*Directive*
Write out every one of the rows below word for word, but leave out the pictures.
***** Task data *****
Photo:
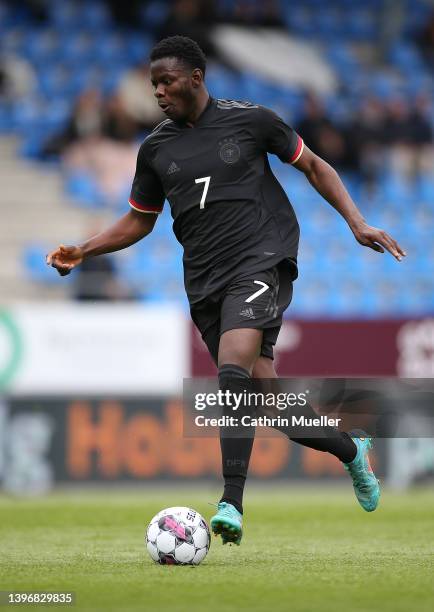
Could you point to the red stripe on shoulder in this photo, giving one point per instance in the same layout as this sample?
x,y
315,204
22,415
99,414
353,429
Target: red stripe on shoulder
x,y
298,150
145,208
*****
*Complete response*
Photo:
Could you point to the red stripe on shoulder in this photo, giving one point per instance in the same layout as this sample?
x,y
315,204
22,415
99,414
353,429
Target: red stripe on shoulder
x,y
298,150
145,208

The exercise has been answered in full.